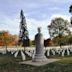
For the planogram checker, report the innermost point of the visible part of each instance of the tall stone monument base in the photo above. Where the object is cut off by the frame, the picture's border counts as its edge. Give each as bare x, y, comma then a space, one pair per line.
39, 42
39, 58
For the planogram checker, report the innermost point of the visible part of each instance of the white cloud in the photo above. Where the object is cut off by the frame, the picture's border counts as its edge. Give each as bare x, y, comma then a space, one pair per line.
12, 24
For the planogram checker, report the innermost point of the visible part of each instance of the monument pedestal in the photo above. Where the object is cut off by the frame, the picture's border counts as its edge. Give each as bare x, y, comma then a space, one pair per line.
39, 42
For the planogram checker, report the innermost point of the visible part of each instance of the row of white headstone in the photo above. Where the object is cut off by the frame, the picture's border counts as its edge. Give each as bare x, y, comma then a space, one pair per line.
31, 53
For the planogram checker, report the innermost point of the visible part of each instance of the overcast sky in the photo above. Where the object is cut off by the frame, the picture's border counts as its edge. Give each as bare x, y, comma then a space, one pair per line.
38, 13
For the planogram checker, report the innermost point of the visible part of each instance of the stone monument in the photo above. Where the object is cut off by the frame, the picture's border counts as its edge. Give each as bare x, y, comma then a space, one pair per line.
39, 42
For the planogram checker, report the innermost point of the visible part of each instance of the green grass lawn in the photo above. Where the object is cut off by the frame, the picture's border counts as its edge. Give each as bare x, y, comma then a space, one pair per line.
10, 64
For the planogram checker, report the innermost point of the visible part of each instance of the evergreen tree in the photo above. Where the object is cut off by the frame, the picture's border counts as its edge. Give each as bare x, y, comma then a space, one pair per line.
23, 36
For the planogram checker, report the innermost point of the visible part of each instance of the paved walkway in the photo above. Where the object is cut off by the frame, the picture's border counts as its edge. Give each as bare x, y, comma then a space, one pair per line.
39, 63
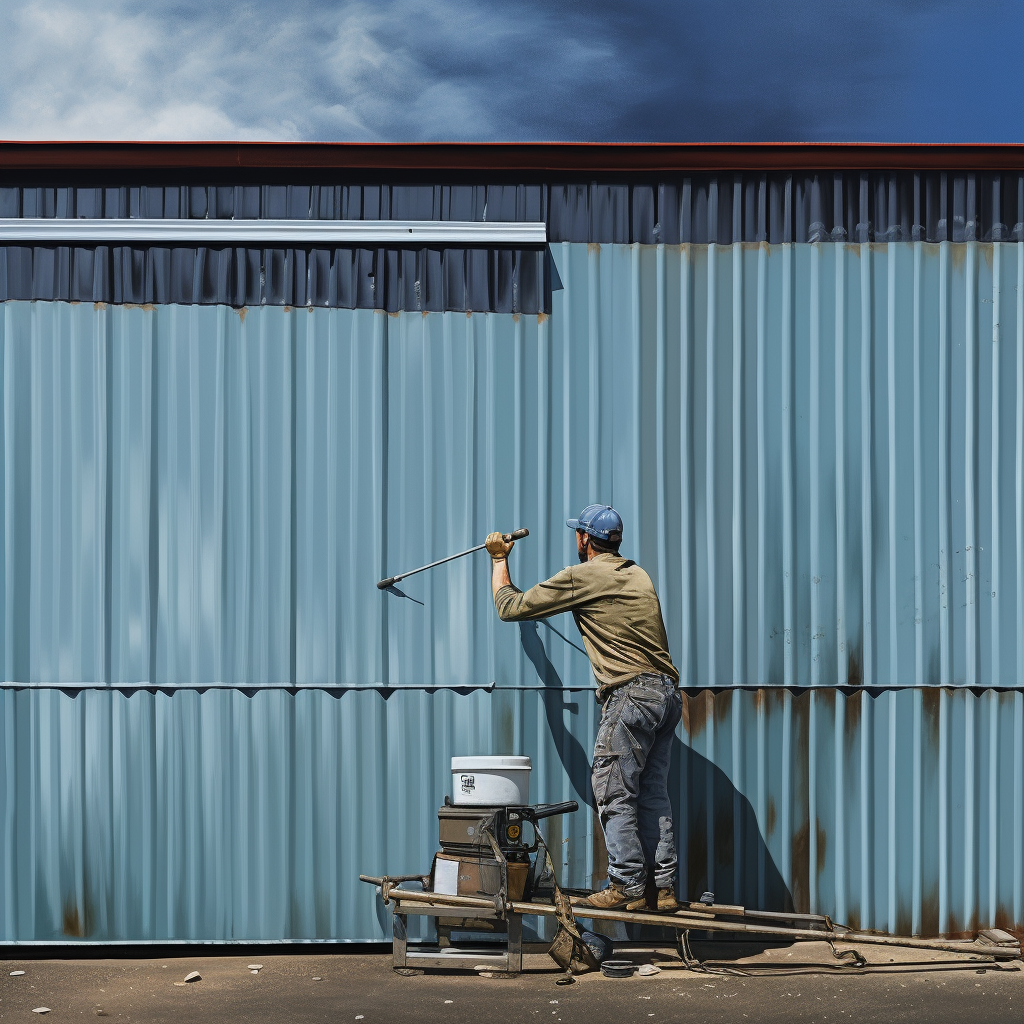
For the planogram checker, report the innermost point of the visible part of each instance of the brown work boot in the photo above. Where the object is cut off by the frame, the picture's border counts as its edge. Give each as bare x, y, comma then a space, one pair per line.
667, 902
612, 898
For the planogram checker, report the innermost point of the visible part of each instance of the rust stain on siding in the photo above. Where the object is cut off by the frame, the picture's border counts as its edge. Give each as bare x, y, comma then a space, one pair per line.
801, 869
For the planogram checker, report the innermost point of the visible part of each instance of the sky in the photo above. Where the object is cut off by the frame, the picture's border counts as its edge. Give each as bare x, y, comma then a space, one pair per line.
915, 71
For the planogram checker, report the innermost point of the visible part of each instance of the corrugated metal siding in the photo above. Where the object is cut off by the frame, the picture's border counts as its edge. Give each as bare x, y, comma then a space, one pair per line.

::::

• _GOAL OF THE EXERCISE_
Write out every entry above again with "shelf audit tool" substituted for "planogram checker" and nothing else changed. Leave the pictures out.

• _EXERCISE ANSWER_
For the shelf audit tool, report the innermost point of the visible part of each instance of the tall stone monument base in the photo above. Where the object is cut off by the frame, the picture's border counts as its edge. Give each as bare x, y, comma then a space, one pair per line.
39, 42
39, 58
For the shelf audit tool, report the innermost point of the visible part of each instance of the white cloud in the photo above. Where the object is cut off by the frame, the picture's border counts as its edge. Give each as bare x, y, comma then a space, one pair per line.
12, 24
For the shelf audit tool, report the innermost point of the visible part of each instance of the monument pedestal in the photo above. Where the object is cut off by the frame, the picture's border counts as its edge. Give each as bare x, y, comma then a space, one pair per line.
39, 42
For the shelf audit tool, report the innermost point of the visible part of each instance of the row of white headstone in the photo above. Where the object is cut off by the frame, the picture's border counts as its edge. Give each as bare x, y, comma then a space, one pair per line.
31, 53
For the shelf audit tool, report the innermost point of the visible part of each instance of the overcast sky in the photo above. Where the object is cut off by the frame, the picture's border counts as its edge. Give each as bare x, y, comma then a space, one pair per line.
38, 13
For the shelf audit tool, report the innermost point of the visible part of each instance of the stone monument in the photo above. Where the object is cut off by the frame, the picture's border counts as its edge. Give each as bare x, y, comma then a space, one pair per line.
39, 42
For the shelf audit tool, report the innermost point of the visible part of each instance of the green grass lawn in the photo above. Where the object is cut off by the frame, the picture's border counts as its edge. Give each as bare x, y, comma then a space, one pair per line.
10, 64
For the shelf audit tool, report the innermost point of the visible part of each instance of the evergreen tree in the photo above. Where the object is cut off by the frame, the picture's border counts as its edge. Give each as bare x, y, comma then a space, one pair per line.
23, 36
For the shelf audit tool, report the innermost point of the visible part of each instance of the paved walkway in the photo above. Where the object is cut off by the frame, the picture's border counts as its edge. Give each as bare x, y, comma then a space, one pair per line.
39, 63
For the shelf audit tool, report the innermost point of the visible part of each instance of the brown work boot in the photo above. Where the object is cut off by the frame, the picture's border counts as its edge. Give each as bare x, y, comma then a space, one pair per line.
667, 902
612, 898
For the shelf audit tool, report the innermost point of the visible part of each instance of the rust stain on siding in the photo above. Where the object is cut off by the frame, the picture's border counts as its edge. Give each as bare x, y, comma then a space, one pair per line.
801, 869
For the shelf audit tool, report the innermost point of the visible part of each instance of the sky in the photo above. Where the object is cut off by the frame, the picture's border counts as its edge. Give each as bare x, y, comma then a space, one pair per line.
915, 71
For the shelf audit tool, report the innermost point of the visible part of each instance of the corrugated metal siding in the photo above. Where the object is cut off by the frame, the picture's border counts as its edge. Give each as bare x, y, comma then a space, one pair per line.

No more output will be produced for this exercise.